List every line in the material below that contains the string "mountain", and copy each of those lines in full.

=== Task data ===

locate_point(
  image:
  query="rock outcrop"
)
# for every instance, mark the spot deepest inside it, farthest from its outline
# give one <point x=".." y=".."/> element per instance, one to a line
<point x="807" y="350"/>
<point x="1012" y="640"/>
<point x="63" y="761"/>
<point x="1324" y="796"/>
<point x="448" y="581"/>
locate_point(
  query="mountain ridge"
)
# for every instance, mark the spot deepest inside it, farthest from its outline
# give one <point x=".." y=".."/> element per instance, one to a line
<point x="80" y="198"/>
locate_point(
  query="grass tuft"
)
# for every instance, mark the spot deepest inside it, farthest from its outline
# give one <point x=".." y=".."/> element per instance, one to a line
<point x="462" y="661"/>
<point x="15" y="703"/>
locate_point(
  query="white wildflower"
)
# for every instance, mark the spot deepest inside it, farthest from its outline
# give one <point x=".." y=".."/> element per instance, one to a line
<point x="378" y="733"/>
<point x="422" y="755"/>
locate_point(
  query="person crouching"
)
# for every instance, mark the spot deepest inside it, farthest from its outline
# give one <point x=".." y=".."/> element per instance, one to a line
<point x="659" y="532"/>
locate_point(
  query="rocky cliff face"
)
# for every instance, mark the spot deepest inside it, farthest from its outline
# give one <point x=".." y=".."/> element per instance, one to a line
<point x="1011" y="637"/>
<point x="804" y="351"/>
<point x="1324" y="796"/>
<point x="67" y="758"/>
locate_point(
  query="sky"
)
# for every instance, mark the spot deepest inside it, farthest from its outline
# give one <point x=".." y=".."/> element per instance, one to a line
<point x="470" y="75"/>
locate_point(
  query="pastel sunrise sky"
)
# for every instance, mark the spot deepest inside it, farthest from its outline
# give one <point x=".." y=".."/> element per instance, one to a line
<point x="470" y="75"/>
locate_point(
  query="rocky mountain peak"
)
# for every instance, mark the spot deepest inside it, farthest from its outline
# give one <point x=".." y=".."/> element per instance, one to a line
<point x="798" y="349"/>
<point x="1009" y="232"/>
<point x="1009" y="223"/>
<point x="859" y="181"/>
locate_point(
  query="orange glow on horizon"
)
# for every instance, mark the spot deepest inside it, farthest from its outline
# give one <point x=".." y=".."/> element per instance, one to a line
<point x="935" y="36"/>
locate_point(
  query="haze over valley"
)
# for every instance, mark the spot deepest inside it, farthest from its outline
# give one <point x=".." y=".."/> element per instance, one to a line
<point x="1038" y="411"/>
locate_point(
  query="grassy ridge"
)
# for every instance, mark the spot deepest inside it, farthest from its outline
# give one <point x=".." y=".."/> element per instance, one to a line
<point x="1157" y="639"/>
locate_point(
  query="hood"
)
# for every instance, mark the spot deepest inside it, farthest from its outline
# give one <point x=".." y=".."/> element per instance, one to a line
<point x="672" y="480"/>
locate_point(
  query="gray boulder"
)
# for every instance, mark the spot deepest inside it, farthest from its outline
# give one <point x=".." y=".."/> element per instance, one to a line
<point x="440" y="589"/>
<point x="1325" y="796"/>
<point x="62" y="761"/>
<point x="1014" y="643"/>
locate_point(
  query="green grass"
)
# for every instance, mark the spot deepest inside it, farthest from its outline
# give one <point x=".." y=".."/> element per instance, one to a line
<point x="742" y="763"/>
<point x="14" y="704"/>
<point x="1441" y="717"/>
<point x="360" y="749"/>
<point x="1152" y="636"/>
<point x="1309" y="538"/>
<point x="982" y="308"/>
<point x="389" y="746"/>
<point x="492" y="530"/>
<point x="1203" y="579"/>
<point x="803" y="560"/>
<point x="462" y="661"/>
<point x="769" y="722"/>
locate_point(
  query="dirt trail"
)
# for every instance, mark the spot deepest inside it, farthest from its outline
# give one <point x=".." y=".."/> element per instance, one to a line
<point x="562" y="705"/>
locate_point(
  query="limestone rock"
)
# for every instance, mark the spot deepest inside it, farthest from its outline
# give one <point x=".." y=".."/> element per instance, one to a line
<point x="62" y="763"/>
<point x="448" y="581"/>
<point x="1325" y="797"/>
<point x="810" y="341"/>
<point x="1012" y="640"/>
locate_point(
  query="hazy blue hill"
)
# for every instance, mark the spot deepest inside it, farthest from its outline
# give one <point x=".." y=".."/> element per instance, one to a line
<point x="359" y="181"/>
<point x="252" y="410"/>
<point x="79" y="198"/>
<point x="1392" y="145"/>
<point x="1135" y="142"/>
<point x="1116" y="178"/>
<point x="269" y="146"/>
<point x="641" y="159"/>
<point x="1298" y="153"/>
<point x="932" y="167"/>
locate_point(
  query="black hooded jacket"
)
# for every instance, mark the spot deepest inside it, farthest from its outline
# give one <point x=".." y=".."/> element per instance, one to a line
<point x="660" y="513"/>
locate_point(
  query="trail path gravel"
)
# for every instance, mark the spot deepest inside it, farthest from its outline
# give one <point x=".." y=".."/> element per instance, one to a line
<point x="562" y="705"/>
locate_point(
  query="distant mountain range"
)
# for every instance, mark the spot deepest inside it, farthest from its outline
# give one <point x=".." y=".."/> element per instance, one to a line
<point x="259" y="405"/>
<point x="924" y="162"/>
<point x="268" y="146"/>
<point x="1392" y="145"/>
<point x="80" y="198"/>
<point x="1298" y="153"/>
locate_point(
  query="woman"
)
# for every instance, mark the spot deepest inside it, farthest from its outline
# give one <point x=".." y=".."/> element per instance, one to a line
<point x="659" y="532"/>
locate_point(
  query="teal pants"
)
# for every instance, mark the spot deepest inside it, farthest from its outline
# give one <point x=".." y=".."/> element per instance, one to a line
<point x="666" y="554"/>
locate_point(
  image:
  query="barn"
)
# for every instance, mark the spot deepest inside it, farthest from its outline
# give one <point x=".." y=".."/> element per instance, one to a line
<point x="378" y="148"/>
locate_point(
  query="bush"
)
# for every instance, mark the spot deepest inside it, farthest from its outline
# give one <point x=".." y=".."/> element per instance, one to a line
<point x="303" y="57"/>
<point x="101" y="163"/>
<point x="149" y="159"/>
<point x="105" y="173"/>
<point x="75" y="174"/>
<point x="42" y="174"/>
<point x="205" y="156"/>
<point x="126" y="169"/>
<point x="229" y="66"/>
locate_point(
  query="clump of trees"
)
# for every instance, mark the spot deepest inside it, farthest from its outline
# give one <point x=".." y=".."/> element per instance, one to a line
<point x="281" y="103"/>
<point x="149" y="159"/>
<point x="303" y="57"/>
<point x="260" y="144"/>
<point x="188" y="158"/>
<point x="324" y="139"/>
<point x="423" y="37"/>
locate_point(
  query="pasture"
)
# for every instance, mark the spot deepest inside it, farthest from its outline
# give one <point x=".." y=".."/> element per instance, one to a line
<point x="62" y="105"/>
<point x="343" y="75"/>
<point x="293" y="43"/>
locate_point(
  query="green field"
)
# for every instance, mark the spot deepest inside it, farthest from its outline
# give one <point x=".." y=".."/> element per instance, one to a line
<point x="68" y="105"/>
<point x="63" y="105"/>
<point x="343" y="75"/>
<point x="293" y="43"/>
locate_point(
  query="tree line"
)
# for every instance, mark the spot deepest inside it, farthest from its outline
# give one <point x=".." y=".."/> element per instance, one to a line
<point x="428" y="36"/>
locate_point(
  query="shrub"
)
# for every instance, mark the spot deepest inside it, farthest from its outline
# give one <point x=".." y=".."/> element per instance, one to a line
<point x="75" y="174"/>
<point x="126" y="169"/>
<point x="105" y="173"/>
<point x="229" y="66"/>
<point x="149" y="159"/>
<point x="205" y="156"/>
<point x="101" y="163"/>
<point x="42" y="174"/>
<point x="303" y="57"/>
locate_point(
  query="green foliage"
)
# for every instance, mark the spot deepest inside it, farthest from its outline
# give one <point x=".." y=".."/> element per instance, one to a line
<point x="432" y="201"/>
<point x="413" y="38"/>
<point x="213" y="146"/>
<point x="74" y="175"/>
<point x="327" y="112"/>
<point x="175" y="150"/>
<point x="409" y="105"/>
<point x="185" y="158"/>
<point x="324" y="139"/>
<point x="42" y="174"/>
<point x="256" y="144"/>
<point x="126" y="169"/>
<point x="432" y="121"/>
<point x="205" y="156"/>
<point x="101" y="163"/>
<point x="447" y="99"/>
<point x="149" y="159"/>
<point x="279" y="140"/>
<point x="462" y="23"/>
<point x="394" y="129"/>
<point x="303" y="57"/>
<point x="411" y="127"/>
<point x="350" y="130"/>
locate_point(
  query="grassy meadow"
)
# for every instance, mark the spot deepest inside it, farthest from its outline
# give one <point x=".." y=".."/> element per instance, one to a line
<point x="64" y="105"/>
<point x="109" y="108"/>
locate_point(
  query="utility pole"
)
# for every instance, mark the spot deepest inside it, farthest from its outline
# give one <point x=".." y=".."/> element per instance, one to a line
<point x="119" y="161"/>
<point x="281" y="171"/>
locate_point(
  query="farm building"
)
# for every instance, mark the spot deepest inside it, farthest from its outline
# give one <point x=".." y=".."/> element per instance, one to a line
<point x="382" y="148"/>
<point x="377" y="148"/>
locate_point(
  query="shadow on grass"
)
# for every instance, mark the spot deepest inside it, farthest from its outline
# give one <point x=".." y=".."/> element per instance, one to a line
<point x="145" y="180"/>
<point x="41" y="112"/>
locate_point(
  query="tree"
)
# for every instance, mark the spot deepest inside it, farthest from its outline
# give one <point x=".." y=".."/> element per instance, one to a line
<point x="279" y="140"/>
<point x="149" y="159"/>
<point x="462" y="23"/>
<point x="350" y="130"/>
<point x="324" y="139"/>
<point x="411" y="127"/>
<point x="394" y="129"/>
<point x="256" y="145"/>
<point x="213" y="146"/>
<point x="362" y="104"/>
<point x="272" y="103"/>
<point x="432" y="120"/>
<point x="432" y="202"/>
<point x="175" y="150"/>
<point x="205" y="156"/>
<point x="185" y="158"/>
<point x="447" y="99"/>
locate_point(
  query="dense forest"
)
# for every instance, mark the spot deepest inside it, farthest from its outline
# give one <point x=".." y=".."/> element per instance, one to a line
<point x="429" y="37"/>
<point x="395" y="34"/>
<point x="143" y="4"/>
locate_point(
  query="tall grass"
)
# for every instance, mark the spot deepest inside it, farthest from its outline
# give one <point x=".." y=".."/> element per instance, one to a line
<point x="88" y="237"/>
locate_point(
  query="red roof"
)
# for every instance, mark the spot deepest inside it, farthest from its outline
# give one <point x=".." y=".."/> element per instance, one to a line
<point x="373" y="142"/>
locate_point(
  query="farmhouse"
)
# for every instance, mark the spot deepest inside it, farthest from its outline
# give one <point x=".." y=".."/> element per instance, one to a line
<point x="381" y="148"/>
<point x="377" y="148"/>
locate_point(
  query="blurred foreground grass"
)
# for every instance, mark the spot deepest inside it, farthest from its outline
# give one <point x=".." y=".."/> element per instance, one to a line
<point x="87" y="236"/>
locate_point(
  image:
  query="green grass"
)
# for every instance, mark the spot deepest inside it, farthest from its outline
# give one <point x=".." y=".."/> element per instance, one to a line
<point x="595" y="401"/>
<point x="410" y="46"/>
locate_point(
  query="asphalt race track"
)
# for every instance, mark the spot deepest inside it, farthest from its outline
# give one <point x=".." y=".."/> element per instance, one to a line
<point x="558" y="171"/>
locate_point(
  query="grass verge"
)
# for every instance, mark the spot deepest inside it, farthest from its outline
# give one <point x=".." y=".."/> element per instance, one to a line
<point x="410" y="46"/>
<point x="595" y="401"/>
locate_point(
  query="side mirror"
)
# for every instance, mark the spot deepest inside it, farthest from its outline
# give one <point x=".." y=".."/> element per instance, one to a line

===

• Task solution:
  query="mountain ridge"
  query="rocky mountain peak"
  query="distant mountain range"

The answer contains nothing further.